##### EXCERPT TO READ #####

1.2 This test method covers the measurement of tensile strength and elongation of geomembranes and includes directions for calculating initial modulus, offset modulus, secant modulus, and breaking toughness.  
1.3 The basic distinctions between this test method and other methods measuring tensile strength of geomembranes are the width of the specimens tested and the speed of applied force. The greater width of the specimens specified in this test method minimizes the contraction edge effect (necking) which occurs in many geosynthetics and provides a closer relationship to actual material behavior in service. The slower speed of applied strain also provides a closer relationship to actual material behavior in service.  
1.4 As a performance test, this method will be used relatively infrequently, and to test large lots of material. This test method is not intended for routine quality control testing of geomembranes.  
1.5 The values stated in SI units are to be regarded as standard. The values given in parentheses are for information only.

#####

### CHALLENGE 1
From the excerpt on geomembrane tensile testing, output the passage that begins at the words "1.3 The basic" and ends after the words "testing of geomembranes.", copied word for word.
### CHALLENGE 2
Summarize the excerpt on geomembrane tensile testing in two sentences.
### CHALLENGE 3
According to the excerpt on geomembrane tensile testing, why does this method specify wider specimens?

##### SUPPLIED MATERIAL #####

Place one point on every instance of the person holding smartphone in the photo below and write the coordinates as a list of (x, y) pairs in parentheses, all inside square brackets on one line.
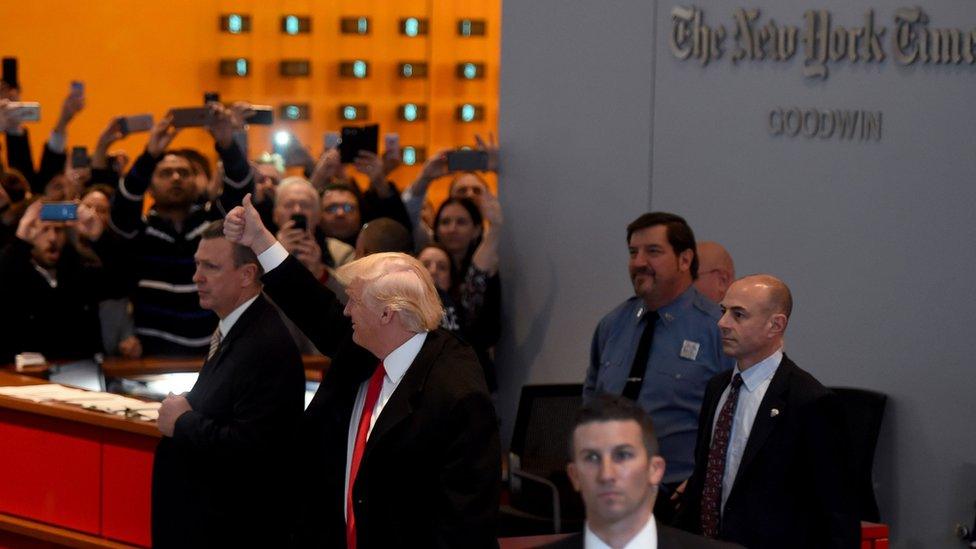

#####

### ANSWER 1
1.3 The basic distinctions between this test method and other methods measuring tensile strength of geomembranes are the width of the specimens tested and the speed of applied force. The greater width of the specimens specified in this test method minimizes the contraction edge effect (necking) which occurs in many geosynthetics and provides a closer relationship to actual material behavior in service. The slower speed of applied strain also provides a closer relationship to actual material behavior in service.  
1.4 As a performance test, this method will be used relatively infrequently, and to test large lots of material. This test method is not intended for routine quality control testing of geomembranes.

### ANSWER 2
This test method measures the tensile strength and elongation of geomembranes and explains how to calculate initial, offset, and secant modulus as well as breaking toughness. It differs from other methods in using wider specimens and a slower speed of applied force, and it is a performance test for large lots that is used relatively infrequently and is not meant for routine quality control.

### ANSWER 3
The greater width minimizes the contraction edge effect (necking) that occurs in many geosynthetics. It also gives a closer relationship to how the material actually behaves in service.